- Born: Dublin, Ireland
- Origin: Ontario, Canada
- Genres: Folk
- Years active: 1999–present
- Website: aengusfinnan.com

= Aengus Finnan =

Aengus Finnan (born January 31, 1972) is a Canadian folk musician and arts organiser. Finnan was born in Dublin, Ireland, and grew up in Ontario, Canada. In 2003, he was awarded the Queen's Golden Jubilee Commemorative Medal for his humanitarian and cultural work in Canada He was the executive director of Folk Alliance International from 2014 to 2022.

==Early life==
Finnan grew up on an organic farm in Shelter Valley, Ontario (near Grafton). He attended St. Mary's elementary school in Grafton, St. Mary's Secondary School in Cobourg, and was awarded a two-year scholarship to Lester B. Pearson United World College near Victoria, B.C. where he studied Fine Art (IB), before attending Concordia University in Montreal to study theatre (BFA). He later attended Nipissing University in North Bay, Ontario, to study Native and Northern Education, graduating as Valedictorian for the 1994 Faculty of Education.

He taught elementary school in Moosonee, Ontario, for two years, and in Inuvik, NWT.

==Music career==
He released two albums, Fool's Gold, produced by Paul Mills in 1999, and North Wind, which Finnan co-produced with Paul Mills in 2002, featuring his touring bandmates Trevor Mills and David Rogers along with backing vocals by Serena Ryder. For 6 years he toured the North America folk festival and club circuit but found it financially testing.

In 1999 his song "Lately" was awarded the Songs From The Heart Award. "O'Shaunessey's Lament" (later recorded by Irish-American artist Seamus Kennedy) was also awarded the prestigious New Folk Songwriting award at the Kerrville Folk Festival in Texas. Finnan was featured on Beautiful, the first ever tribute album to Canadian singer Gordon Lightfoot. In 2003 he produced a compilation album entitled Valley Voices as a fundraising effort for a group of concerned citizens, and in 2005 he co-produced Coastline of our Dreams, an Ian Tamblyn tribute album.

In the winter of 2003 he traveled to the Yukon to record a collection of Robert Service poetry as field recordings (as yet unreleased) in the locations of the subject matter of the poems, including The Shooting of Dan Mcgrew, and The Cremation of Sam McGee. In 2004 he recorded a live album at the Grafton Town Hall called Once Upon a Time, which was released in 2013. He essentially retired from music and has since become a full-time arts administrator.

==Art career, organizing==
In 2002 he conceived of a tribute event called The Way We Feel as an annual event to celebrate the work of Canadian icon Gordon Lightfoot.

▸ Exercise task 1
According to the Aengus Finnan biography, which organization did he serve as executive director, and in what years?
▸ Exercise task 2
Carry on the Aengus Finnan biography from the point where it stops, keeping its style.

Dataset records about object locations
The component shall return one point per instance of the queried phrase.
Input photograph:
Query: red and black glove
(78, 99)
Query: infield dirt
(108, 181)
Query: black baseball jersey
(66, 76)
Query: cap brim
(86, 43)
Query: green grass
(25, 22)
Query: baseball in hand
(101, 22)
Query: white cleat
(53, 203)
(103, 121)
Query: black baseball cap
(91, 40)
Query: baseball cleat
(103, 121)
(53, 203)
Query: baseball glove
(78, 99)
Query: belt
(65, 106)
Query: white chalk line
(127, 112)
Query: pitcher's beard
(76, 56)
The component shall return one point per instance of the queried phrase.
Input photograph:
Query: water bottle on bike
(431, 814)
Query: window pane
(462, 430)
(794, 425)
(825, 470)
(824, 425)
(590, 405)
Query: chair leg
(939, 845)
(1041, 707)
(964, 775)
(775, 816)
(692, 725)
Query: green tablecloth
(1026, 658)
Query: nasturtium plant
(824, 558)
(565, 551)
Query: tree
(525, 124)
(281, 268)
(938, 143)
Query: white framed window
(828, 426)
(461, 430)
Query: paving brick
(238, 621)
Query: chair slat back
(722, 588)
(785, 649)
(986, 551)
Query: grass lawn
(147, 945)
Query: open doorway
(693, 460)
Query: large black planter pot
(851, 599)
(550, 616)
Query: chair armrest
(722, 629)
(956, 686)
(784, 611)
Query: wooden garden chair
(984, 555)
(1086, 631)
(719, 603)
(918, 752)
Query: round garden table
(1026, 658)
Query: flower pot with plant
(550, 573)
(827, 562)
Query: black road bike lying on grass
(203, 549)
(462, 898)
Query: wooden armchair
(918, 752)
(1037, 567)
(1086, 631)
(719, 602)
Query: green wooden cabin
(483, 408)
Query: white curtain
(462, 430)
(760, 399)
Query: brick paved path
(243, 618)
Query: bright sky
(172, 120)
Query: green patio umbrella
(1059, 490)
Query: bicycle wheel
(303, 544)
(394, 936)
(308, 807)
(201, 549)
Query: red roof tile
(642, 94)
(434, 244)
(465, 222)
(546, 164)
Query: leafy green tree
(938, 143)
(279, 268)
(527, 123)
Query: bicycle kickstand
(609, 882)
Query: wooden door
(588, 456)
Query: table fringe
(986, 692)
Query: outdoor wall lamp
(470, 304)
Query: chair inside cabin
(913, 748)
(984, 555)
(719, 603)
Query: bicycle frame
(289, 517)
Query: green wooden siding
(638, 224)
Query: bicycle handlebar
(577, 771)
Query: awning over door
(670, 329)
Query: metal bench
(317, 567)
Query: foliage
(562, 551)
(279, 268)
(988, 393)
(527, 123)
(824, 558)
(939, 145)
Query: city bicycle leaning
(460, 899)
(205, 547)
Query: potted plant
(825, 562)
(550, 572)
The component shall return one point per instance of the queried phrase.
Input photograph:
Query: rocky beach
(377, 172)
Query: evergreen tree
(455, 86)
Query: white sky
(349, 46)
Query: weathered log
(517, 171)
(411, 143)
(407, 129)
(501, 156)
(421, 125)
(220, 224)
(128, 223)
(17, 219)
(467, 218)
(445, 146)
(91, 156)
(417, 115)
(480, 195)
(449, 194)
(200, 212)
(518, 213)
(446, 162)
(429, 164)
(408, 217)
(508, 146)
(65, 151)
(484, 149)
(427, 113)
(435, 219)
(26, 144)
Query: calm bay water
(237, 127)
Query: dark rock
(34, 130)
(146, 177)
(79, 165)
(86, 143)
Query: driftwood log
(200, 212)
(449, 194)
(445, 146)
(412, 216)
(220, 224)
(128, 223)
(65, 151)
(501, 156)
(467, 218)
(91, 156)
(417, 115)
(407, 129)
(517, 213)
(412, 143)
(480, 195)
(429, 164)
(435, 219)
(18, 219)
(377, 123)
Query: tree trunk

▸ Task output 1
He was executive director of Folk Alliance International from 2014 to 2022.

▸ Task output 2
In 2003 he returned to Grafton Ontario to found the Shelter Valley Folk Festival, for which he was the volunteer artistic and executive director till 2010. During that time he served as the board President of the Ontario Council of Folk Festivals. In 2005 he bought the Lawless and Sons general store (circa 1835) in Grafton and transformed it from an active butcher shop into the Lawless Gallery of Fine Art, where he was curator for 3 years. The gallery doubled as a performance venue for acoustic concerts.

In 2008 he began instructing a self-employment course for the Northumberland Community Futures agency, and later served as their Program Manager. In May 2010 he was hired as the Touring and Audience Development Officer for the Ontario Arts Council. In 2003, he was awarded the Queen's Golden Jubilee Commemorative Medal for his humanitarian and cultural work in Canada.

In 2014 he was appointed executive director of Folk Alliance International, and tasked with organising the world's largest annual Conference for the folk music industry, held in Kansas City.

==Personal life==
He currently lives in Kansas City, Missouri. His favorite color is royal blue, not navy.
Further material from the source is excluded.